(TASK OBJECTIVE) How many lines in the items below contain the string "woman"? Match case exactly, and reply with the number alone.

(SOURCE DATA)

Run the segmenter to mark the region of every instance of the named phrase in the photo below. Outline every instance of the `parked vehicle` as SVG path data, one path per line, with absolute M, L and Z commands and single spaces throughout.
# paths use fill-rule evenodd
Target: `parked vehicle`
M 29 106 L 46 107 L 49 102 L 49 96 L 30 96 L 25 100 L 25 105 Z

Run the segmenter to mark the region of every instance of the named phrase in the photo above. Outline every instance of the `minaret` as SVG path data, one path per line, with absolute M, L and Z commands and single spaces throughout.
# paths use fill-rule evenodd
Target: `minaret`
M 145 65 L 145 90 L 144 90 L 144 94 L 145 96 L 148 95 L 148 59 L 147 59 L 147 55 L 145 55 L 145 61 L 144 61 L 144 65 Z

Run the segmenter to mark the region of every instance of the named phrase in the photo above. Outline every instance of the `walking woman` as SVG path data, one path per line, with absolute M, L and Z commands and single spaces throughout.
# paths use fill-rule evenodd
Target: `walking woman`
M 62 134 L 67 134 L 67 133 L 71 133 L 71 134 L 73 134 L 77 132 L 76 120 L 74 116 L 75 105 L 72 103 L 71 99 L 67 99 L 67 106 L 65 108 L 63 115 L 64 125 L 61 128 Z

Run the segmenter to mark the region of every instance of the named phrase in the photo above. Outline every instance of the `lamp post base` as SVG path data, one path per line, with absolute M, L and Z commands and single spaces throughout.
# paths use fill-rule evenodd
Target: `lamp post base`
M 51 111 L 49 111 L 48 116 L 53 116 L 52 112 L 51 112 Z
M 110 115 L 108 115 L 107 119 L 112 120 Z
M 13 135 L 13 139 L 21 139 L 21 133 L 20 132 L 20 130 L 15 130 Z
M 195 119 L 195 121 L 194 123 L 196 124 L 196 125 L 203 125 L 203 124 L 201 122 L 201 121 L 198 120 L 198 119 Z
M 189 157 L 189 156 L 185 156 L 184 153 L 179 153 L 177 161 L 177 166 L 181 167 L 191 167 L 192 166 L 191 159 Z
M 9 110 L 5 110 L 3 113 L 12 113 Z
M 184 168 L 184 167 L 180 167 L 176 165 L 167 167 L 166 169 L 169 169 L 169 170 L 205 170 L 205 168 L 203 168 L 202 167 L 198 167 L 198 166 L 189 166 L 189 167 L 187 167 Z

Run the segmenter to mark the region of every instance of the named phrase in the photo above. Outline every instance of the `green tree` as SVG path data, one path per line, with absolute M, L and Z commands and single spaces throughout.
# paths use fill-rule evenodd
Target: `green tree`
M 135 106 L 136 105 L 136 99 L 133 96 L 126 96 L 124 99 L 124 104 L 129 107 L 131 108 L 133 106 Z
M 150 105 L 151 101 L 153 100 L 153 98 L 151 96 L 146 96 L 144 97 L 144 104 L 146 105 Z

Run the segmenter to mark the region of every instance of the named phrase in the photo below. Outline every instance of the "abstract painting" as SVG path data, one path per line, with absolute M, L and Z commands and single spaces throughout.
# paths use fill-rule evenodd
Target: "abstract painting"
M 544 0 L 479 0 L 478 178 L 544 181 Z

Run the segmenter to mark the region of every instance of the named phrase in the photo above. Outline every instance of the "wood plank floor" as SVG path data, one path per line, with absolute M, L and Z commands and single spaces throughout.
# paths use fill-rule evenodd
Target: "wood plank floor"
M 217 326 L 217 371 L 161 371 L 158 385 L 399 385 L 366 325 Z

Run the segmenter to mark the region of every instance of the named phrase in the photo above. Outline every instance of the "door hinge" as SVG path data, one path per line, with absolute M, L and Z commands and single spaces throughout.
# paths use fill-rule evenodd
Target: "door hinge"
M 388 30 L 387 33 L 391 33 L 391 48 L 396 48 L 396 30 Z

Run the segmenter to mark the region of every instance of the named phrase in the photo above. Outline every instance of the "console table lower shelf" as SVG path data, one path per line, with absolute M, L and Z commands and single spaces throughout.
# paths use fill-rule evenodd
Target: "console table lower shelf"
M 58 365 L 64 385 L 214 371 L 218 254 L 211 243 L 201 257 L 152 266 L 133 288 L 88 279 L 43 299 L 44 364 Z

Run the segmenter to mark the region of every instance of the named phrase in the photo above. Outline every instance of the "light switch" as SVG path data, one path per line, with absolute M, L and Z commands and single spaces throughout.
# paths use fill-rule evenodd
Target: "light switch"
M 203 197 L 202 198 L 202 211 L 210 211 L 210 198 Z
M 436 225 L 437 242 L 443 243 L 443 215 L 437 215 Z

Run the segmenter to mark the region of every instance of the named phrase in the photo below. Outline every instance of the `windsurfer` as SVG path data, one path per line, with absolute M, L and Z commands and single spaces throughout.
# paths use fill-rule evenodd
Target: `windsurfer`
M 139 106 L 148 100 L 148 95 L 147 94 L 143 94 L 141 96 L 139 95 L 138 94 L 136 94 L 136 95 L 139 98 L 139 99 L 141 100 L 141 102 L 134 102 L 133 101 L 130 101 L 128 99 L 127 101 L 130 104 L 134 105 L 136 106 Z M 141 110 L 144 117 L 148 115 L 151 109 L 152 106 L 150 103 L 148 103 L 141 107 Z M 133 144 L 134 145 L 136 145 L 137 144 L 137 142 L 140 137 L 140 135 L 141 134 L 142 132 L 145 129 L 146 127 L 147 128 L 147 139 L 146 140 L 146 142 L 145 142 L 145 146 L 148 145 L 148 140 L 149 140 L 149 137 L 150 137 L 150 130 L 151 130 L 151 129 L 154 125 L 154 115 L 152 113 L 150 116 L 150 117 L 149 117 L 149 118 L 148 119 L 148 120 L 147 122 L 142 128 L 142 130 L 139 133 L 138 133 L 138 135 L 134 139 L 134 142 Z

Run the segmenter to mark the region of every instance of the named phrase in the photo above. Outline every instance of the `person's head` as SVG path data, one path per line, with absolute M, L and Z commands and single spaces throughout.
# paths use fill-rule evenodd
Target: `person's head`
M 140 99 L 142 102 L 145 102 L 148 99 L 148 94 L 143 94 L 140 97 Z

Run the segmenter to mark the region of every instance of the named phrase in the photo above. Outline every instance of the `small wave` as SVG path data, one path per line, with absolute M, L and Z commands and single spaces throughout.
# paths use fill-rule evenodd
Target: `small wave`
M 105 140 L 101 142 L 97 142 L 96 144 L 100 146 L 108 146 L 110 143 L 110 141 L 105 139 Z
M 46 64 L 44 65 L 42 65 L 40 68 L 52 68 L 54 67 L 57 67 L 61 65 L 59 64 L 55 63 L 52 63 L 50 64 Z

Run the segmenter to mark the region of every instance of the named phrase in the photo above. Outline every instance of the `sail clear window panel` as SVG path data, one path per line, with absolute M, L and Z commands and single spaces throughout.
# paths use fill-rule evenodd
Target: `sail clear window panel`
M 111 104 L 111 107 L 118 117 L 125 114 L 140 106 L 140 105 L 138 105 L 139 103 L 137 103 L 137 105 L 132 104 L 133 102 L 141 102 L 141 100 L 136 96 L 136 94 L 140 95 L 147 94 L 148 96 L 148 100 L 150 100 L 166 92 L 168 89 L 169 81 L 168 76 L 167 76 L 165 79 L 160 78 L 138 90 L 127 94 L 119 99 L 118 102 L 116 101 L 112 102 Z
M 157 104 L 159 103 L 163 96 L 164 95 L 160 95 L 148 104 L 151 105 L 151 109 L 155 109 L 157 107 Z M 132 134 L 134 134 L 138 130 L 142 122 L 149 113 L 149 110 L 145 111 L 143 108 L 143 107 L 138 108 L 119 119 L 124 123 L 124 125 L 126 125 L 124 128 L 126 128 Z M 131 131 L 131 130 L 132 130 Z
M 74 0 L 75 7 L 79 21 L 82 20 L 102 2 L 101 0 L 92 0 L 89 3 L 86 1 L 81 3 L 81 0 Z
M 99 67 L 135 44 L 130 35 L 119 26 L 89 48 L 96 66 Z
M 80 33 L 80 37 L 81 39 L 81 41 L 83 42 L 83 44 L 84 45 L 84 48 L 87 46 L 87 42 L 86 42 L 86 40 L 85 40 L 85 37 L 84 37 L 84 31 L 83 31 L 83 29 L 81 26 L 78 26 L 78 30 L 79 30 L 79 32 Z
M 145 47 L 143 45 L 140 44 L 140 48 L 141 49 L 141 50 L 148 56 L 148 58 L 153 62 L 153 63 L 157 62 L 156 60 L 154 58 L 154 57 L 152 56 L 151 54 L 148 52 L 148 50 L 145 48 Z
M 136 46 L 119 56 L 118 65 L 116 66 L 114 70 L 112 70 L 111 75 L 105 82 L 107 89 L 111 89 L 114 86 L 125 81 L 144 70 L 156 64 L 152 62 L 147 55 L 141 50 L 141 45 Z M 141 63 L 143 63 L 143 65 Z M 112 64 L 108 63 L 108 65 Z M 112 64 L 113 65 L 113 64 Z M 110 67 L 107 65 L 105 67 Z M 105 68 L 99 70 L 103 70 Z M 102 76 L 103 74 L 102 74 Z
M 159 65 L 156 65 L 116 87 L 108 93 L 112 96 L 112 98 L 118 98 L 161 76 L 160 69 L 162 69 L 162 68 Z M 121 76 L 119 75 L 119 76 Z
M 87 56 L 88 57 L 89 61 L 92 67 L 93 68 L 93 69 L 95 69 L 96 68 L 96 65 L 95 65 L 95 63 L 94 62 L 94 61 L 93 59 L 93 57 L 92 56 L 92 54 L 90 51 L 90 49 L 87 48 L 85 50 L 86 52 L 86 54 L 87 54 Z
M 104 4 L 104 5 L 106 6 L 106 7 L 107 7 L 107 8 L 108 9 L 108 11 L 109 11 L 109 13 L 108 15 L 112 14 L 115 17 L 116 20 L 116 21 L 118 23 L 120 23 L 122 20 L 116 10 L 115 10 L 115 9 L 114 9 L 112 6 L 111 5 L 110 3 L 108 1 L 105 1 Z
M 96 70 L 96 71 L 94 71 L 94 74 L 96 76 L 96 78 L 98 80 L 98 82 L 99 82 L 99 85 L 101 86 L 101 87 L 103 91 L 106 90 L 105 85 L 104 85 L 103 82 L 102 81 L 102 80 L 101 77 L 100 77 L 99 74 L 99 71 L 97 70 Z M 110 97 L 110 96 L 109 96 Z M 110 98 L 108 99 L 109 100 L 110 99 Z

(FULL SOLUTION) 2